▶ _資料を読み解く_:
a) コロナと改憲をめぐる記事のうち「現行の非常事態宣言では」で始まる段落を、主な事実を残して箇条書きにまとめよ。
b) コロナと改憲をめぐる記事の続きを、最後の文の後から書き継げ。

▶ _学習用テキスト_:
○ ○ ○ ○ ○ ○ ○
「コロナを口実に改憲するな」。自粛要請で苦しい生活を強いられている市民たちが、憲法記念日のきょう、街頭で声をあげた。
「緊急事態に国家や国民はどのような役割を果たし、国難を乗り越えていくべきか。そのことを憲法にどう位置付けるかは、極めて重く大切な課題だ」-安倍首相がきょう開かれた日本会議の改憲集会に送ったビデオメッセージだ。
ショックドクトリン(惨事便乗)の極みである。コロナの感染拡大防止を憲法改正の口実にしようというのだから。
アベ首相をはじめとする改憲勢力の理屈はこうだ―
現行の非常事態宣言では強制力を伴わず、罰則もない。政府にもっと強い権限を与えれば、感染拡大を抑えることができる。そのためにも改憲して緊急事態条項(自民党改憲草案第98~99条)を適用すべき。
国民が政府や自治体の言うことを聞かないから感染が収まらない・・・朝から晩までテレビが報道する。
下地ができたところで世論調査の結果が出てくる。NHKによれば「改憲必要ある32%」「必要ない24%」だ。
共同通信の世論調査では、改憲し緊急事態条項を新設することに「51%が賛成」している。
マスコミを手先に使った危険な風潮に抗議の声をあげようという市民が夕方、新宿アルタ前に集まった。
○ ○ ○ ○ ○ ○ ○
点の位置特定データ:
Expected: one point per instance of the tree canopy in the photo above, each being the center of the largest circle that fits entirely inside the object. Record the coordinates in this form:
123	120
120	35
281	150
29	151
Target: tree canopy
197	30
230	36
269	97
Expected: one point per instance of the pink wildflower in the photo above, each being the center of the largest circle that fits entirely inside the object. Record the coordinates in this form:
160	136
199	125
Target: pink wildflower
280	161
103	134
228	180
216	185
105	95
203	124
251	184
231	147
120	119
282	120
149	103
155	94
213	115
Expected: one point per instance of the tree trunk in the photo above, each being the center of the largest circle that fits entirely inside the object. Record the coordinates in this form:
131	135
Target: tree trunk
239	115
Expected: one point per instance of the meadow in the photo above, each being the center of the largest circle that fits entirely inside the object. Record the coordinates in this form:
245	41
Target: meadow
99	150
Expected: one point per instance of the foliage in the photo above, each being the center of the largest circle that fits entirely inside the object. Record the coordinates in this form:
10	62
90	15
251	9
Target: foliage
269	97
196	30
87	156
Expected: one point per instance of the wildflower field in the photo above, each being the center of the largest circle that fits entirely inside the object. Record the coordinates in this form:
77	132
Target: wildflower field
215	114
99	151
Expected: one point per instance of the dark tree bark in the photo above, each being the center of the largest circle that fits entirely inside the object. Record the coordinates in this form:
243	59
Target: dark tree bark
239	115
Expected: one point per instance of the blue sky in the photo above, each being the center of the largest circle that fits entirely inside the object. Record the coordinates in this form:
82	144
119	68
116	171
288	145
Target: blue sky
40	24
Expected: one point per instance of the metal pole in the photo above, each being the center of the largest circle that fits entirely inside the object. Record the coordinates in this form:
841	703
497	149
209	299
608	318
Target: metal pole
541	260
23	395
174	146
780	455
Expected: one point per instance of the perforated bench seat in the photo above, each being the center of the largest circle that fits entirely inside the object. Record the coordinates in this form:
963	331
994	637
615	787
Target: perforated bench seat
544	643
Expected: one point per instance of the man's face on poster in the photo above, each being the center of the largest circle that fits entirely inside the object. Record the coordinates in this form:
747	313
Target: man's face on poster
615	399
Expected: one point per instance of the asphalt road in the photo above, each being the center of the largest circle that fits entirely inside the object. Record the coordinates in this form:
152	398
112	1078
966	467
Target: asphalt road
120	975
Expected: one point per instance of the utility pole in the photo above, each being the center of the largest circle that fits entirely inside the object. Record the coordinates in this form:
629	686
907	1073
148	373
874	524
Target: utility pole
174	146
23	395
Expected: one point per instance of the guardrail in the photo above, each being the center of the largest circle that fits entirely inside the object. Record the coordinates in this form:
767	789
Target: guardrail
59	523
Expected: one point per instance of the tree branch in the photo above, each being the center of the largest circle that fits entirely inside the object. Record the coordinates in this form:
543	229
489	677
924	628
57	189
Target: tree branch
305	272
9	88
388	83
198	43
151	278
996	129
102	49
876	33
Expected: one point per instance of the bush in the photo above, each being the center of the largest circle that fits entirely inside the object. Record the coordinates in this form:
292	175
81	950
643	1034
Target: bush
○ ○ ○ ○ ○ ○ ○
▶ _番号付き解答_:
a)
・現行の非常事態宣言には強制力も罰則もない。
・政府にもっと強い権限を与えれば、感染拡大を抑えられる。
・そのために改憲し、緊急事態条項(自民党改憲草案第98~99条)を適用すべきだ。

b)
デモに参加した男性(労働組合員40代)は憤りを隠せない—
「自粛で憲法集会も開けない。インターネットでは言い足りない。街頭に出て声をあげようと思った」
「アベ首相はコロナ対策でダラダラやってきたくせに、緊急事態条項がないからこうなった、と言ってる。許せない」。
都内在住の主婦(50代)も怒りを露わにした―
「自粛していないから感染が広がっているみたいに言うが、自宅でひっそりと亡くなっている人たちも多くいる。命も暮らしも守ってくれない」
「安倍政権は国民にとって最大のリスク。アベノウイルスは部屋にいてもかかってしまう」。
参加者は自粛の影響で人通りもまばらな新宿の街をデモ行進した。
「(安倍政権は)コロナ対策失敗のツケを回すな」
「不安を煽るな」
「命の選別をするな」・・・
デモ隊のシュプレヒコールが5月の空に響いた。